_What the task asks_: Render everything from the start of the data down to and including the line containing "x=166 y=464" as a Markdown table with the columns No. and Line, one numbered row per line, skipping blank lines and leaving out the pictures.

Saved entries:
****************

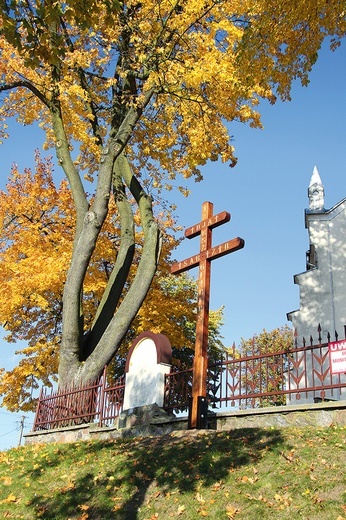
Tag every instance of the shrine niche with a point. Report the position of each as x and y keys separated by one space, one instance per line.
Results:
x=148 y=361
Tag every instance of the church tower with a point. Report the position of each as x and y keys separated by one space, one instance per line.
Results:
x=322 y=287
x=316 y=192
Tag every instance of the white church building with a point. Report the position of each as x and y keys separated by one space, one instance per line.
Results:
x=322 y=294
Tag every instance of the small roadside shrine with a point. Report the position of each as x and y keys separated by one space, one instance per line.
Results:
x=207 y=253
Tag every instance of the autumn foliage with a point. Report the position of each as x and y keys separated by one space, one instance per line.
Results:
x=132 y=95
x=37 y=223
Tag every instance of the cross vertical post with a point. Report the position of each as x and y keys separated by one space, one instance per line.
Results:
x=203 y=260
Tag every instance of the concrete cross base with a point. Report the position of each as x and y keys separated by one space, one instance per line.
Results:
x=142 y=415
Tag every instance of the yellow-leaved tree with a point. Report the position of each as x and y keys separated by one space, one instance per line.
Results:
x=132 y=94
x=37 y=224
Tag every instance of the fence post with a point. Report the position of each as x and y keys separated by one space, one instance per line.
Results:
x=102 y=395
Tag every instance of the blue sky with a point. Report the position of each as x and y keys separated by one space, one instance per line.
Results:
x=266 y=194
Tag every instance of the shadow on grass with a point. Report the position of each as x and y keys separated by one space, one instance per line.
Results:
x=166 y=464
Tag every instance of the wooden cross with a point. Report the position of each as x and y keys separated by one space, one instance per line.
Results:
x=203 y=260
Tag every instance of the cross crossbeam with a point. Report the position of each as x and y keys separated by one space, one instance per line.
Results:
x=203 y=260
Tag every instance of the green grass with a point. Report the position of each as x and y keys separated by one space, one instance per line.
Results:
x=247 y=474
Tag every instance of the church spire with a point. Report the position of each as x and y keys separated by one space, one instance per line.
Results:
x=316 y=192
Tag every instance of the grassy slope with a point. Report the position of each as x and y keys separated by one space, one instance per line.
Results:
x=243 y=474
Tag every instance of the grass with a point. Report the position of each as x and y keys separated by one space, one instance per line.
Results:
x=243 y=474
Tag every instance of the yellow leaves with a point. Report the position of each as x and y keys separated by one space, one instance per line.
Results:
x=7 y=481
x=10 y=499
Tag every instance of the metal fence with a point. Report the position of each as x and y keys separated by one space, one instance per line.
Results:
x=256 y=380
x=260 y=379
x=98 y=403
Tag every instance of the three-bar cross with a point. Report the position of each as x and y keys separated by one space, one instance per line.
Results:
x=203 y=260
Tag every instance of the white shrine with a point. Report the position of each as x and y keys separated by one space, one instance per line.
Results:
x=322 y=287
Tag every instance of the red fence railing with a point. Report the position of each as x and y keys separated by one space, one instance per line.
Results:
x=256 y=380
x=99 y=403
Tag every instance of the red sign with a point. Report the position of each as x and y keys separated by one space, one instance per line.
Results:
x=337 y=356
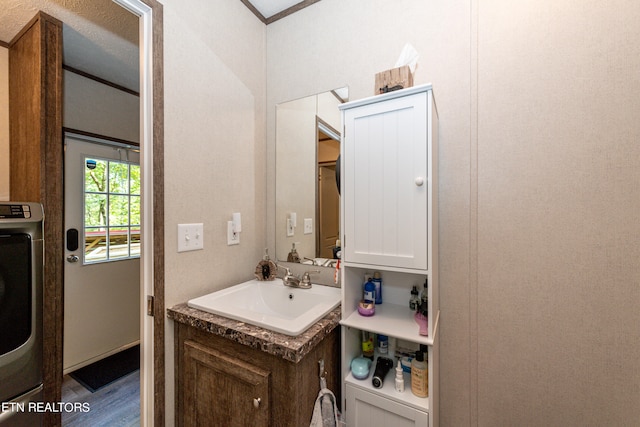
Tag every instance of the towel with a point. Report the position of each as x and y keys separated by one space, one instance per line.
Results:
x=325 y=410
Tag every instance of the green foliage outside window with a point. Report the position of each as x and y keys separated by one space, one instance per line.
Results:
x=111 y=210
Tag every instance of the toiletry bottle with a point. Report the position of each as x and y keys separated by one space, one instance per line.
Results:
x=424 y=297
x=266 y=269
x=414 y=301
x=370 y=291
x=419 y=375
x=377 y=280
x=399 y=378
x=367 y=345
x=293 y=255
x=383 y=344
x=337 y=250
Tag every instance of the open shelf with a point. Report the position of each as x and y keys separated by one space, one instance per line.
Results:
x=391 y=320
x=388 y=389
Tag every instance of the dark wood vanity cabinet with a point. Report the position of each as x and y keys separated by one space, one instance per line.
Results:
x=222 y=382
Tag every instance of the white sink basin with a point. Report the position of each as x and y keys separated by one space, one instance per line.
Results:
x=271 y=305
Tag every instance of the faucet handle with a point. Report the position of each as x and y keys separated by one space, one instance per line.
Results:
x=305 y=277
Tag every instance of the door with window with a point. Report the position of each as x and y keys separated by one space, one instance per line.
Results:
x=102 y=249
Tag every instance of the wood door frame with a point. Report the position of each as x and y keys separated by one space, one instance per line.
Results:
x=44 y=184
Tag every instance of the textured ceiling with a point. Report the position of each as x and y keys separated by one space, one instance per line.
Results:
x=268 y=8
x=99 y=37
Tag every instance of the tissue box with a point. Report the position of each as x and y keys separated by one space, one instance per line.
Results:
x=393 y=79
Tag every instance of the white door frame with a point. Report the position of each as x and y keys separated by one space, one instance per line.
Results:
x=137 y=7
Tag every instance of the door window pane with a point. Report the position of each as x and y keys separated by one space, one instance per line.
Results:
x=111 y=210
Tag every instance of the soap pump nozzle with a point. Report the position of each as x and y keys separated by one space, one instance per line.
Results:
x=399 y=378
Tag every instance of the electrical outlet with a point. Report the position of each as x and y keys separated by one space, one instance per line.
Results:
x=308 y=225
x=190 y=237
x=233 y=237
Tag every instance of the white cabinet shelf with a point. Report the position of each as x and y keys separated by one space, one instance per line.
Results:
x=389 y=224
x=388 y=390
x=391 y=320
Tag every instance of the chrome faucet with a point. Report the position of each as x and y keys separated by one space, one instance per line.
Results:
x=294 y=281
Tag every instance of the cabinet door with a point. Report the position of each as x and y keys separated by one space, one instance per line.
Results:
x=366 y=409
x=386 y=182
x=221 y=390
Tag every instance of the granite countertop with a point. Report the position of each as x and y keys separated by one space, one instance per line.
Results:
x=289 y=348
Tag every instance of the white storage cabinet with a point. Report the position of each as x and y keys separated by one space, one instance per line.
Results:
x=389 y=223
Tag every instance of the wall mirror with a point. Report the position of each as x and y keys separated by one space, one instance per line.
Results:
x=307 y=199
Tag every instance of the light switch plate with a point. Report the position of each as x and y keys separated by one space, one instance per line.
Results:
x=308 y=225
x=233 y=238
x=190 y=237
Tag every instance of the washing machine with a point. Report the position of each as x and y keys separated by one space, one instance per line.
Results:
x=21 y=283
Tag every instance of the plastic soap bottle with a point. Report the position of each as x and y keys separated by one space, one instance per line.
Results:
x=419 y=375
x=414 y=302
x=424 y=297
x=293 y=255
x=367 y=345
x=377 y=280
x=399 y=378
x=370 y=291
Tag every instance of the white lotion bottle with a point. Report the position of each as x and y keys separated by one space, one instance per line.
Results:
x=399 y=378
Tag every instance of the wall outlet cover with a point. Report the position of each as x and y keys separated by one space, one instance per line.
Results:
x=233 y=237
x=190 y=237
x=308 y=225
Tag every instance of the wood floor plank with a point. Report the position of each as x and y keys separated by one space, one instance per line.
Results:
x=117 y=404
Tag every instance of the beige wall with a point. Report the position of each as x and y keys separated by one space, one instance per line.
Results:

****************

_Solution for this problem_:
| No. | Line |
|---|---|
| 1 | Tag every instance of the shrine niche with a point. Report the position of each as x and y keys separated by one space, one instance per line. |
| 2 | Results: |
| 3 | x=148 y=361 |
| 4 | Tag every instance of the church tower with a point. Report the position of each as x and y keys separated by one space, one instance per line. |
| 5 | Results: |
| 6 | x=322 y=287 |
| 7 | x=316 y=192 |
| 8 | Tag every instance of the white church building with a point. Report the position of each as x and y keys separated by one space, one instance per line. |
| 9 | Results: |
| 10 | x=322 y=294 |
| 11 | Tag every instance of the small roadside shrine with a point. Report the position of each as x and y keys separated by one space, one instance per line. |
| 12 | Results: |
| 13 | x=207 y=253 |
| 14 | Tag every instance of the autumn foliage with a point. Report the position of each as x and y keys separated by one space, one instance per line. |
| 15 | Results: |
| 16 | x=132 y=95 |
| 17 | x=37 y=223 |
| 18 | Tag every instance of the cross vertical post with a point. Report the position of each as x and y keys separated by one space, one instance per line. |
| 19 | Results: |
| 20 | x=203 y=260 |
| 21 | Tag every instance of the concrete cross base with a point. Report the position of each as x and y keys separated by one space, one instance per line. |
| 22 | Results: |
| 23 | x=142 y=415 |
| 24 | Tag every instance of the yellow-leaved tree with a point. Report the position of each as x and y keys separated by one space, one instance per line. |
| 25 | Results: |
| 26 | x=132 y=94 |
| 27 | x=37 y=224 |
| 28 | Tag every instance of the fence post with a point. Report the position of each as x and y keys separated by one space, one instance per line. |
| 29 | Results: |
| 30 | x=102 y=395 |
| 31 | Tag every instance of the blue sky with a point. Report the position of each as x and y keys separated by one space, one instance per line. |
| 32 | Results: |
| 33 | x=266 y=194 |
| 34 | Tag every instance of the shadow on grass with a point. Report the position of each as x and y keys separated by one space, one instance per line. |
| 35 | Results: |
| 36 | x=166 y=464 |